§ **GIVEN TEXT**:
Tuesday, May 17, 2011

Can Love Survive Crabiness?

"The strong Taurus and sophisticated Cancer can always make an interesting duo with a perfect blend of Earth and Water. As both of them share common interests and needs they are quite compatible, with Taurus a little more stubborn and Cancer a bit more moody, this can cause occasional tiffs but usually the association is peaceful." - from here

H.S.S. is a Cancer. The Crab. And he sure is crabby. I think his crabbiness was the main reason for our breakup back then. I could not deal with his moodiness as a teenager. At age something something I still have a hard time dealing with it. The one day I spent with him in his off cycle I wished it would end soon. I let the events of one day dictate how I was going to treat him from that point on.

My girlfriend mentioned a while back that he may be uncertain about my loyalty to him, which was why he was hesitant to commit to me. Coupled with the fact that he is distrustful in general, this does not make for a happy ending. He has made it clear to me that he has issues he needs to deal with, and does not think I can handle them. He may be right. At that point, I realized that it was better off this way. Us not being with each other.

But my friend made a comment that stuck with me about her own situation:

"To love him is to understand him, and to understand him is to love him."

I understand that H.S.S. is a Cancer. When he feels fearful, threatened, upset, agitated, he either retreats inside his shell for protection, or comes out snapping with both claws in defense. I see much of that with H.S.S.  CL Guy, the only other Cancer I have dated tends to retreat in his shell when he is overwhelmed with life: thus his going M.I.A. on me twice now.

But, I understand. I understand why this man is the way he is. He's dealt with a lot in his past, and is still dealing with a lot today. I love this man regardless of it. So me wanting to give up on him completely does not mesh with me trying to convince him that we belong together. Am I going to flee at the first sign of trouble? Probably. I did it before when we were kids. But I get it. Men want loyalty from their women. And if I stop talking to him because of one off day then what am I proving to him? The same thing he fears: that my affections are fleeting.

So after our weekend together I have not made any efforts to communicate with him. He called me at 11pm last night while I was sleeping. His voice was very pleasant, not how he sounded on Saturday. I asked him why he was calling so late. He said he was thinking about me and he just wanted to hear my voice. He explained that he knew he had an off-day when we were together and he wanted to make it up to me. He said there was something taking place and he would talk about it when he saw me. He then told me to look out for him on Thursday and Friday night, and that he wanted to spend the day with me on Saturday again. I said OK, he wished me a good night and good rest of the week, and I stayed up an hour after thinking "WTF"? The sudden switch in tempo caught me off guard. I was prepared to go weeks without speaking to this man but he picked up the phone and in his most soothing voice, he reassured me that he was still thinking about me. From this I know that our love can survive his moodiness, but first he has to put his claws down and come out of his shell and let me be there for him. Until then, things will remain as they are.

§ **RECORDED INFORMATION**:
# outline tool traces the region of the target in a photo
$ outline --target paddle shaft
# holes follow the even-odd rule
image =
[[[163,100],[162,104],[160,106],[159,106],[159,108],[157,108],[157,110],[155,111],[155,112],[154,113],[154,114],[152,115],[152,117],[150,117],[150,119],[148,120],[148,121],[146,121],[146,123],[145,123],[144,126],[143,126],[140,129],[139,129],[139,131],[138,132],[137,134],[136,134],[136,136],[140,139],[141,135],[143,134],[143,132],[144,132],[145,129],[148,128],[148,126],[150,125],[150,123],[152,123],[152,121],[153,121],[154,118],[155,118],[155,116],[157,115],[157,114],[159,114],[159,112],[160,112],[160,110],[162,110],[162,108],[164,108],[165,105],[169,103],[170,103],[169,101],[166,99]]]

§ **ACTIVITY**:
From the post on love and crabbiness, reproduce the passage between "My girlfriend mentioned" and "with each other.", inclusive, substituting "reluctant" for "hesitant".

§ **ANSWER BOX**:
My girlfriend mentioned a while back that he may be uncertain about my loyalty to him, which was why he was reluctant to commit to me. Coupled with the fact that he is distrustful in general, this does not make for a happy ending. He has made it clear to me that he has issues he needs to deal with, and does not think I can handle them. He may be right. At that point, I realized that it was better off this way. Us not being with each other.